### BRIEF 1
Reproduce the passage from the essay on bug repellents from "After the child" to "that really works.", keeping every word unchanged.
### BRIEF 2
In the essay on bug repellents, what DEET concentration is suggested for someone who needs only a few hours of protection?

Being both EWG’s research director and a long-time lover of outdoor sports (perhaps ‘fanatic’ would be more accurate), I couldn’t wait for our new Guide to Bug Repellents to be released.
I’ve spent hundreds of days as a wilderness guide, hundreds more pursuing my own outdoor adventures and a good bit of time doing biological fieldwork, so I’ve encountered more than my share of mosquitos, ticks, biting flies, no see-ums and any number of other pesky bugs.
After trying everything to keep the bugs at bay – from garlic pills (no luck, but maybe I’m protected against vampires?) to citronella candles (bad idea) to bringing friends along to act as mosquito bait (mixed success) to botanical oils (high hopes, often dashed) – I broke down and bought a small bottle of 100 percent DEET to use when my stoicism about getting bitten wilted. (For the record, Alaska is quite good for testing one’s willpower about not using bug repellent.)
This DEET stash always felt like a dirty little secret. After all, my training as a biologist – and later, my work at EWG – taught me that chemicals can cause harm at surprisingly low levels. Plus, I will never forget the day that I decided to test whether DEET really did melt plastic. The answer was, yes, it does. (And, in case you are wondering, it will also damage the finish on your stepfather’s fake wood workbench… oops.) But were my concerns about DEET well founded? Honestly, I wasn’t totally sure.
After the child of a close friend was treated for Lyme disease, I began to consider these questions in a whole new light. Forget about being stoic in the face of rampant mosquitos, this was a matter of getting real answers about the pros and cons of bug repellents in order to make the best possible decision for each buggy situation. I am thrilled to finally have some good answers both for myself and to share with EWG’s fans.
So what about my stash of 100 percent DEET? I trashed it. But probably not for the reason you’d expect.
EWG’s science review concluded that although DEET certainly isn’t perfect, its safety profile is actually better than a lot of people think. Given that DEET is highly effective, reasonably safe and has been used billions of times, we concluded that it’s a reasonable choice when you need a repellent that really works.
But 100 percent DEET? Bad idea.
Here’s why: The concentration of a bug repellent is related only to how long the protection will last, not how effective it is at keeping bugs off your skin. Since 20-30 percent DEET can provide a full day’s protection (though no repellent works for all bugs in all places), there is no reason to expose yourself to higher concentrations. When it comes to a strong chemical such as DEET, it’s best to avoid overexposure. So if you want to use DEET, skip the high concentrations. Opt for 7-to-10 percent if you only need a few hours of protection. If you need all-day protection, look for 20-30 percent DEET, ideally in a time-release formulation. Got kids? Check out our detailed recommendations here. And always follow basic precautions when using any bug repellent.
So, you might ask, what do I have in my go-to bug repellent stash now? A few weeks ago I went to REI and picked up some 30 percent DEET (which was actually the lowest concentration that they stocked), some Oil of Lemon Eucalyptus and some Picardin – so I could put EWG’s recommended DEET alternatives to the test.
I can’t say I’m hoping the bugs are bad when I head to Yosemite next weekend, but if they are, I’m ready!

Stored entries:
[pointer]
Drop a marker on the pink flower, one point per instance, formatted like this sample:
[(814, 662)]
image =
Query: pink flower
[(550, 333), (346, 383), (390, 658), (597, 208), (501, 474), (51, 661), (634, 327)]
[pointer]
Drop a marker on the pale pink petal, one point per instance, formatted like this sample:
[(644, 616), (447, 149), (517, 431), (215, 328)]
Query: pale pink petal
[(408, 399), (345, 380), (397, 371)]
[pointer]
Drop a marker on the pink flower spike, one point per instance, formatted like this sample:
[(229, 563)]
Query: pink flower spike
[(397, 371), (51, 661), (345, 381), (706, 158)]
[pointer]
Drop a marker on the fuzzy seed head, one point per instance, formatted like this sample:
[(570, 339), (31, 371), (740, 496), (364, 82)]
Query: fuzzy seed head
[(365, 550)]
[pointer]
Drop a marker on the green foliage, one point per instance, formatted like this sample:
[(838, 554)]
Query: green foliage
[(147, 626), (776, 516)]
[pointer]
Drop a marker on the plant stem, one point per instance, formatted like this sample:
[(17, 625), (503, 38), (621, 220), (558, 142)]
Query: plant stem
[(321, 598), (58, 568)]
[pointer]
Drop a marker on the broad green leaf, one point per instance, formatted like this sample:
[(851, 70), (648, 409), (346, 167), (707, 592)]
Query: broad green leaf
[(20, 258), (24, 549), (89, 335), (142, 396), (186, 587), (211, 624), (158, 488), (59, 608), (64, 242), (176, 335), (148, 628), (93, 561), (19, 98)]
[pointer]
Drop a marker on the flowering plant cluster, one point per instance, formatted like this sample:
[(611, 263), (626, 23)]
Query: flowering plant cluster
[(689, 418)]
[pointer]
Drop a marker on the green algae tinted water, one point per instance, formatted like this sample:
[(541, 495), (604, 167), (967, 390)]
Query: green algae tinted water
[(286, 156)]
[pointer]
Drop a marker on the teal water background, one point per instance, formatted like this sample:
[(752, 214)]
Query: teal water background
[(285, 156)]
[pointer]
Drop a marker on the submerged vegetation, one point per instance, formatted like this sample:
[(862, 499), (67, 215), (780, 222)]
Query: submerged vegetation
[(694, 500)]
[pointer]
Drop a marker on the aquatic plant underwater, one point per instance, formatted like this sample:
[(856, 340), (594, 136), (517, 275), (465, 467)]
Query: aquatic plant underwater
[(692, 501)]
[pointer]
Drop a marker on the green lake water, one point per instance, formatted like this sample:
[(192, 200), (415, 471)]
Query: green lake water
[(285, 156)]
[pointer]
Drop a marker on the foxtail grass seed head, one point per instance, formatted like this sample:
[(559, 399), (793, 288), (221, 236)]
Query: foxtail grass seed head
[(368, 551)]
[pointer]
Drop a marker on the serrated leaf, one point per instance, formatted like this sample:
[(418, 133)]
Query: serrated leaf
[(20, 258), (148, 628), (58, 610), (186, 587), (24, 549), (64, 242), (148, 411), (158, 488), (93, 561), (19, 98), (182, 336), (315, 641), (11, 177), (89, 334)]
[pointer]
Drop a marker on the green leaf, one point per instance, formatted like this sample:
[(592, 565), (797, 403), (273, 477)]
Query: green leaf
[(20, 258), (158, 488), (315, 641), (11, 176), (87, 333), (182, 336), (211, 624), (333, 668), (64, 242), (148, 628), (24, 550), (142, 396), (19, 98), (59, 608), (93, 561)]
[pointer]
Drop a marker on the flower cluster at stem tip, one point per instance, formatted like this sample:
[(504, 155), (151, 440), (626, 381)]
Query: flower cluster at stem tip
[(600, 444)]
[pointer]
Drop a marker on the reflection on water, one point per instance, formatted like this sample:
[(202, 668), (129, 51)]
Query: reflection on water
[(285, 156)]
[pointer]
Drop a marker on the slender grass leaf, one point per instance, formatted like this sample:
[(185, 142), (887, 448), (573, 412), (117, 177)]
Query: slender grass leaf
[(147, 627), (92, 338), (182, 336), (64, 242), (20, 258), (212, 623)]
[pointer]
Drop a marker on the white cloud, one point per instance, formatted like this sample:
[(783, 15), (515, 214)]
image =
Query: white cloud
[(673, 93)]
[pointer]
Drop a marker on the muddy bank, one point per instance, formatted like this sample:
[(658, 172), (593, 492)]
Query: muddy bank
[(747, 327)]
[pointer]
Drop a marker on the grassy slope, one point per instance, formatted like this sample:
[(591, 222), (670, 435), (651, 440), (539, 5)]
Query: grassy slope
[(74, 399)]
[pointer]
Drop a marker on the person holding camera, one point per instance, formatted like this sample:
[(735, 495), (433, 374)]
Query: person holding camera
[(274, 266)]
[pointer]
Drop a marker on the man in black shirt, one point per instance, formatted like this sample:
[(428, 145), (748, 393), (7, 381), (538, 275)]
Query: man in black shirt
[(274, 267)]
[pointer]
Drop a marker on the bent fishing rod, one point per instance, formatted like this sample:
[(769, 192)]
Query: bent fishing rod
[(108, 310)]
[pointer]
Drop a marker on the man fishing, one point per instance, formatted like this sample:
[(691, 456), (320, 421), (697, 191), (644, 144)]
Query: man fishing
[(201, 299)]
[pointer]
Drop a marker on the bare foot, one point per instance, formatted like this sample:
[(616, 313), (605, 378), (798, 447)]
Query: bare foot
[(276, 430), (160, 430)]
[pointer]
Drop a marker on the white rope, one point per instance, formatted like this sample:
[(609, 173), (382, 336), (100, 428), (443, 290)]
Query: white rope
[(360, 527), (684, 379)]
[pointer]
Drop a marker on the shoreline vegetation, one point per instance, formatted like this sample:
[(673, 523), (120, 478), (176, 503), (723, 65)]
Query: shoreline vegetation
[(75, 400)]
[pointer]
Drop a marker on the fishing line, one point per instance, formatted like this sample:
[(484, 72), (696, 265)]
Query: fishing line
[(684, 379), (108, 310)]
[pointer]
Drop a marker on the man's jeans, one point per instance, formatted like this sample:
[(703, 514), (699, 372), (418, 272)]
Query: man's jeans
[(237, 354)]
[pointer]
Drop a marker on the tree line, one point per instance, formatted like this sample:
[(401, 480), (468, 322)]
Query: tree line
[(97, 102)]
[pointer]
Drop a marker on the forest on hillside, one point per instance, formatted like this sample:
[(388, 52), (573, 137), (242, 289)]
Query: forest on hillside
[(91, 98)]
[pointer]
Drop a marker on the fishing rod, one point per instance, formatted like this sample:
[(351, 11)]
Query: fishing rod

### TASK RESULT 1
After the child of a close friend was treated for Lyme disease, I began to consider these questions in a whole new light. Forget about being stoic in the face of rampant mosquitos, this was a matter of getting real answers about the pros and cons of bug repellents in order to make the best possible decision for each buggy situation. I am thrilled to finally have some good answers both for myself and to share with EWG’s fans.
So what about my stash of 100 percent DEET? I trashed it. But probably not for the reason you’d expect.
EWG’s science review concluded that although DEET certainly isn’t perfect, its safety profile is actually better than a lot of people think. Given that DEET is highly effective, reasonably safe and has been used billions of times, we concluded that it’s a reasonable choice when you need a repellent that really works.

### TASK RESULT 2
7-to-10 percent DEET.